____ Data

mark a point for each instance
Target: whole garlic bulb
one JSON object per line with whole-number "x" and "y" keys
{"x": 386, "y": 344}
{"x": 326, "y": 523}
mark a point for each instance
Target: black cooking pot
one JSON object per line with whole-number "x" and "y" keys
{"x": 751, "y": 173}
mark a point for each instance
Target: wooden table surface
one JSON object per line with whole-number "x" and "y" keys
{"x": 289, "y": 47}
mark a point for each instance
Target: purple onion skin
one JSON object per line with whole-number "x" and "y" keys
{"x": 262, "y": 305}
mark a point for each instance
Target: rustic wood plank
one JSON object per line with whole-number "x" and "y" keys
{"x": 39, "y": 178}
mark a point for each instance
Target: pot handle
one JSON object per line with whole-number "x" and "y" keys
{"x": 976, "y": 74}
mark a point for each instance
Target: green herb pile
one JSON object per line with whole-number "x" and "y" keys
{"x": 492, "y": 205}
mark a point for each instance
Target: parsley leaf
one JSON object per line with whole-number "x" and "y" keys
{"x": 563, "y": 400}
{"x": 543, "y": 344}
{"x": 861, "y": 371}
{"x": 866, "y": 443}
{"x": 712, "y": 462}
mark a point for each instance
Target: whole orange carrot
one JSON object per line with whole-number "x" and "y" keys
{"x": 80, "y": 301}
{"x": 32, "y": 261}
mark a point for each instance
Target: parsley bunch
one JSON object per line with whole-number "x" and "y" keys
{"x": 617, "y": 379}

________

**Exercise objective**
Across the entries above, how many lines contain the string "Target"? The number alone is the answer.

**Result of this task**
10